Report every line in the records below that contains the string "table", treating uppercase and lowercase as different.

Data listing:
## BEGIN
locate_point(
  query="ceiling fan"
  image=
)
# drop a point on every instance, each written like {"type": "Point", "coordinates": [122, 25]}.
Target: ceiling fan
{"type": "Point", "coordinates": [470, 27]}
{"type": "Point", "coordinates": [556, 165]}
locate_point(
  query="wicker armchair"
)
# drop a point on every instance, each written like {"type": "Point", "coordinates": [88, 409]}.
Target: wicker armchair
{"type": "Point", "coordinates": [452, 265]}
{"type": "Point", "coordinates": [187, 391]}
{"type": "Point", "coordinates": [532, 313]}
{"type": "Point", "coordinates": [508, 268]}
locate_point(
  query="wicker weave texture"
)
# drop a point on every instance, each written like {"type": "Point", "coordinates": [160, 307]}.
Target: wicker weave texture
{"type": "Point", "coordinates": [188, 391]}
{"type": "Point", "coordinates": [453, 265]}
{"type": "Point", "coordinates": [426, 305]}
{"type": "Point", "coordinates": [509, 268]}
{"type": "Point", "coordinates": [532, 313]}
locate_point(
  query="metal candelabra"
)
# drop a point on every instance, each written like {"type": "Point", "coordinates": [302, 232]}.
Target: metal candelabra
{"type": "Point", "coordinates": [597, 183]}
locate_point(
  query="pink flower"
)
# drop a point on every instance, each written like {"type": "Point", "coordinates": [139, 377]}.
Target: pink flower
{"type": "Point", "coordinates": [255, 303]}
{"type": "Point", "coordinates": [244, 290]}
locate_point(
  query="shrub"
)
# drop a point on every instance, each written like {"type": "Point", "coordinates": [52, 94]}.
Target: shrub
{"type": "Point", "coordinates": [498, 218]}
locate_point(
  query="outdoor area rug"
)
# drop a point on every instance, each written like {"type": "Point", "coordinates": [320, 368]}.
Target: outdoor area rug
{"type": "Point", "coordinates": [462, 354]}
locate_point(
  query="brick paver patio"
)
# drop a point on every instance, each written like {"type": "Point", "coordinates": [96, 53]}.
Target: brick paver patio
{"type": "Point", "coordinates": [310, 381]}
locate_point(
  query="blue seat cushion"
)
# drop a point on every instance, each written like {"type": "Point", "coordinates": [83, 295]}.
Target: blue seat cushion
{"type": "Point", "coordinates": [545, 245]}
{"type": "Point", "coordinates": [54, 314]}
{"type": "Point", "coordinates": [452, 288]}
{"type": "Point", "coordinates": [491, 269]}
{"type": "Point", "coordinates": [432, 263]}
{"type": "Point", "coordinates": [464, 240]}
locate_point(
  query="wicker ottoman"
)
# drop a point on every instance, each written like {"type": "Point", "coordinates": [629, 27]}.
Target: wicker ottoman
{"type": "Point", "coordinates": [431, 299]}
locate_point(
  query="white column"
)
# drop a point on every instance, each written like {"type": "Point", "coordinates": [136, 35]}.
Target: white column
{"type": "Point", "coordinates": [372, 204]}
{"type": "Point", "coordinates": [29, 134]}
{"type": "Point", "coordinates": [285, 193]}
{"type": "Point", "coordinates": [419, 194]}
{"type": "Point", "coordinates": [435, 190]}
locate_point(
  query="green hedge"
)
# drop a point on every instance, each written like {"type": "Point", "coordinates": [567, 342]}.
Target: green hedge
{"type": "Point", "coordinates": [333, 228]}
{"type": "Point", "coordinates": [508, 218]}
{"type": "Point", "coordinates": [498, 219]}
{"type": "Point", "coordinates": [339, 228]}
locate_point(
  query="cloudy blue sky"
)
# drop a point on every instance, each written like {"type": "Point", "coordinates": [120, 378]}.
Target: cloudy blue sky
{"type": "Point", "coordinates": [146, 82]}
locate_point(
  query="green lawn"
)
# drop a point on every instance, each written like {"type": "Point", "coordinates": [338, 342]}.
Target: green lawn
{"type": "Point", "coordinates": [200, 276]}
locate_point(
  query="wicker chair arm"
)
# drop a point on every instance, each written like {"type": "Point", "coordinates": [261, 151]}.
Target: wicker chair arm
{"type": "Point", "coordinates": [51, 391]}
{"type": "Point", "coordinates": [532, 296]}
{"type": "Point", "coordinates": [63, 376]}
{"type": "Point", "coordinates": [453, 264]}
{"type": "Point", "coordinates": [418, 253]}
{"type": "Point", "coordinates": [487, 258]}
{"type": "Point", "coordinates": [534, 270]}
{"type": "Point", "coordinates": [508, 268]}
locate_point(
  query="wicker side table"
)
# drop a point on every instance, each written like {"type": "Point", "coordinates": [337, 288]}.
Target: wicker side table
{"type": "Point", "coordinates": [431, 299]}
## END
# Reply:
  query="wicker side table"
Target: wicker side table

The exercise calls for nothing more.